THE REQUEST - Collect every line in the records below that contains the word "halter" and copy each one out in full.

— begin PROVIDED DATA —

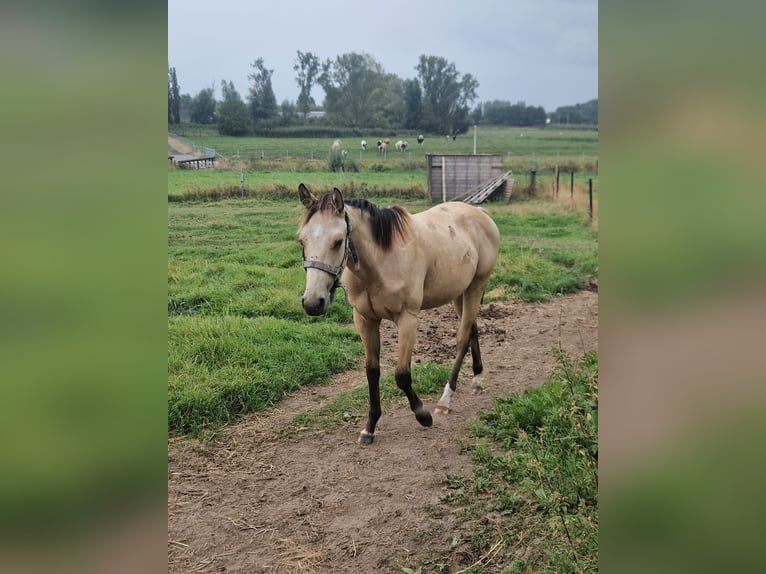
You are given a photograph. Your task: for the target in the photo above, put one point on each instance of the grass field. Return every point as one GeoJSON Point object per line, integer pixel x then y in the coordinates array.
{"type": "Point", "coordinates": [521, 148]}
{"type": "Point", "coordinates": [234, 286]}
{"type": "Point", "coordinates": [238, 341]}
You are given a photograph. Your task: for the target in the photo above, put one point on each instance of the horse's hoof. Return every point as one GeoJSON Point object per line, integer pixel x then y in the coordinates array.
{"type": "Point", "coordinates": [365, 438]}
{"type": "Point", "coordinates": [424, 418]}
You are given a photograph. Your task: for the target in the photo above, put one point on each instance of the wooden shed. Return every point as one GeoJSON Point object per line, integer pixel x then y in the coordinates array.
{"type": "Point", "coordinates": [451, 176]}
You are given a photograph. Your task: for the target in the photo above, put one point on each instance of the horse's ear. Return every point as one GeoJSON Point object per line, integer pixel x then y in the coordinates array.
{"type": "Point", "coordinates": [307, 198]}
{"type": "Point", "coordinates": [337, 200]}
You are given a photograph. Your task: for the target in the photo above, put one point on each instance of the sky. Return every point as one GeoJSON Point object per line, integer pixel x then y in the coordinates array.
{"type": "Point", "coordinates": [541, 52]}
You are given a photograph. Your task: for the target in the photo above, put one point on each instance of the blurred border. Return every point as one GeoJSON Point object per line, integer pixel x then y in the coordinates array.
{"type": "Point", "coordinates": [683, 251]}
{"type": "Point", "coordinates": [82, 294]}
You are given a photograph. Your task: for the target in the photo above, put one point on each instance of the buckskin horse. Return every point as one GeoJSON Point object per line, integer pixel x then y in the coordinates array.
{"type": "Point", "coordinates": [401, 263]}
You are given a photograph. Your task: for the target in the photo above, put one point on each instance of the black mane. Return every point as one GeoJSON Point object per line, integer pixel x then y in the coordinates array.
{"type": "Point", "coordinates": [386, 223]}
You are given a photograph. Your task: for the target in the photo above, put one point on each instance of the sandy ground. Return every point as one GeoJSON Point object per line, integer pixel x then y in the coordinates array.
{"type": "Point", "coordinates": [259, 501]}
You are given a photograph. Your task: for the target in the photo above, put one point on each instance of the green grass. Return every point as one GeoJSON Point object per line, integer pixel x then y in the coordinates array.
{"type": "Point", "coordinates": [428, 381]}
{"type": "Point", "coordinates": [520, 147]}
{"type": "Point", "coordinates": [235, 282]}
{"type": "Point", "coordinates": [185, 185]}
{"type": "Point", "coordinates": [531, 504]}
{"type": "Point", "coordinates": [542, 254]}
{"type": "Point", "coordinates": [221, 367]}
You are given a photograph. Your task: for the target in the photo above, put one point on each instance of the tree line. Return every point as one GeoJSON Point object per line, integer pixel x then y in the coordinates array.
{"type": "Point", "coordinates": [360, 94]}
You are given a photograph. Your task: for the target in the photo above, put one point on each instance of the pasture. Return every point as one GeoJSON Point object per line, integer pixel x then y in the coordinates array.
{"type": "Point", "coordinates": [235, 280]}
{"type": "Point", "coordinates": [239, 342]}
{"type": "Point", "coordinates": [521, 148]}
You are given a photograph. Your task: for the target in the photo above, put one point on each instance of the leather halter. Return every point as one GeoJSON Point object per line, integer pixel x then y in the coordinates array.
{"type": "Point", "coordinates": [334, 270]}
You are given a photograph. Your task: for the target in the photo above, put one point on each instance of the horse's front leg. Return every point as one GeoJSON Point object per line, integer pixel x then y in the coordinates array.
{"type": "Point", "coordinates": [407, 324]}
{"type": "Point", "coordinates": [369, 331]}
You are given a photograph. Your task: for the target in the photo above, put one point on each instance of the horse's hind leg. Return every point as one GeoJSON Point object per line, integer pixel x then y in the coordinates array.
{"type": "Point", "coordinates": [407, 324]}
{"type": "Point", "coordinates": [467, 306]}
{"type": "Point", "coordinates": [369, 331]}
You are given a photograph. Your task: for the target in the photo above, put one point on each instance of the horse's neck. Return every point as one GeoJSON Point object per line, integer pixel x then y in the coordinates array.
{"type": "Point", "coordinates": [365, 245]}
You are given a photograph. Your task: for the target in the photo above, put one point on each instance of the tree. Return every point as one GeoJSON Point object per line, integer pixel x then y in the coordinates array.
{"type": "Point", "coordinates": [447, 95]}
{"type": "Point", "coordinates": [357, 90]}
{"type": "Point", "coordinates": [203, 107]}
{"type": "Point", "coordinates": [263, 102]}
{"type": "Point", "coordinates": [174, 98]}
{"type": "Point", "coordinates": [286, 112]}
{"type": "Point", "coordinates": [307, 68]}
{"type": "Point", "coordinates": [185, 106]}
{"type": "Point", "coordinates": [413, 104]}
{"type": "Point", "coordinates": [233, 117]}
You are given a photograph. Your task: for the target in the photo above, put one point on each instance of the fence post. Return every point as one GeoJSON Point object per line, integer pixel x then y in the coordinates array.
{"type": "Point", "coordinates": [571, 184]}
{"type": "Point", "coordinates": [444, 182]}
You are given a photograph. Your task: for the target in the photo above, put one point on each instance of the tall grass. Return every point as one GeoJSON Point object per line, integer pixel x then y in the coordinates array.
{"type": "Point", "coordinates": [234, 287]}
{"type": "Point", "coordinates": [531, 504]}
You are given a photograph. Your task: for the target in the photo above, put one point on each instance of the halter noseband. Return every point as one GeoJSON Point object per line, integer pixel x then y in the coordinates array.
{"type": "Point", "coordinates": [333, 270]}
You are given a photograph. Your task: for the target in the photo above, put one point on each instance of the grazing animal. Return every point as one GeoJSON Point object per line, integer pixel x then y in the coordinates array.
{"type": "Point", "coordinates": [399, 264]}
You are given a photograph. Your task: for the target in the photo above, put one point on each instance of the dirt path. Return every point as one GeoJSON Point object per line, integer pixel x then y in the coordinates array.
{"type": "Point", "coordinates": [257, 501]}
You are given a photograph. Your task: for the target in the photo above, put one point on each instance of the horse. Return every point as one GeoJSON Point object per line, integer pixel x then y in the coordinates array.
{"type": "Point", "coordinates": [402, 263]}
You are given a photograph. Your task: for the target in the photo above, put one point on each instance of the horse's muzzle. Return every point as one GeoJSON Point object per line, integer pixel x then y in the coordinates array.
{"type": "Point", "coordinates": [314, 306]}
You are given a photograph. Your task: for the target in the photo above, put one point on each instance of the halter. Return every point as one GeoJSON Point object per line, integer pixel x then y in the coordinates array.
{"type": "Point", "coordinates": [333, 270]}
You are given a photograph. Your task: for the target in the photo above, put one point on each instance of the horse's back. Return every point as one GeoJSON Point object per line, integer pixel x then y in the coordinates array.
{"type": "Point", "coordinates": [458, 245]}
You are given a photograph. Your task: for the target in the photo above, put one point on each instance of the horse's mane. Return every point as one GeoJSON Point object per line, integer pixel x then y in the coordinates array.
{"type": "Point", "coordinates": [386, 223]}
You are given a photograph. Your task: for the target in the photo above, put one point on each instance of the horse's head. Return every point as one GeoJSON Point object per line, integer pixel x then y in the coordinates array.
{"type": "Point", "coordinates": [324, 236]}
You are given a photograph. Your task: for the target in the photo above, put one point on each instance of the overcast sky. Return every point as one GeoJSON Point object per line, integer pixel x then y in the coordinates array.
{"type": "Point", "coordinates": [542, 52]}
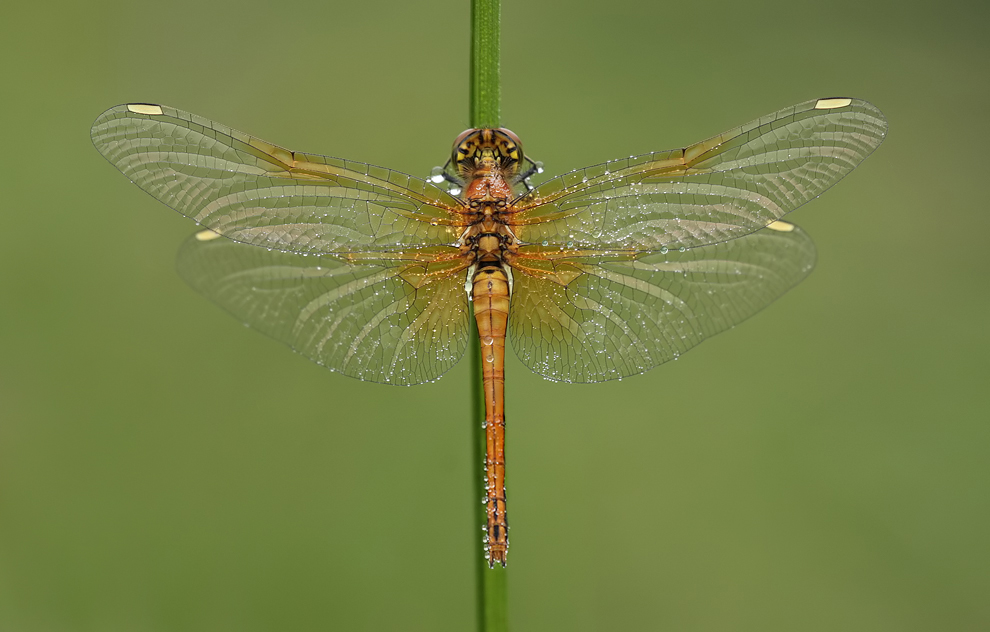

— end PROVIDED DATA —

ANSWER FOR THIS EXERCISE -
You are given a photograph. Your task: for the target in the photo above, put one point on each instance of the leather halter. Return every point as one GeoJSON Point object per line, integer pixel x then y in the coordinates array.
You are given a photograph. Your task: for the target in the photo above, put one point on each instance of the halter noseband. Return every point as one GeoJSON Point object per line, integer pixel x then y in the coordinates array.
You are given a photograph. Your task: for the target in the photo above, put one point on each instance of the halter. Return every point as one GeoJSON Point object per line, integer pixel x then y in the coordinates array.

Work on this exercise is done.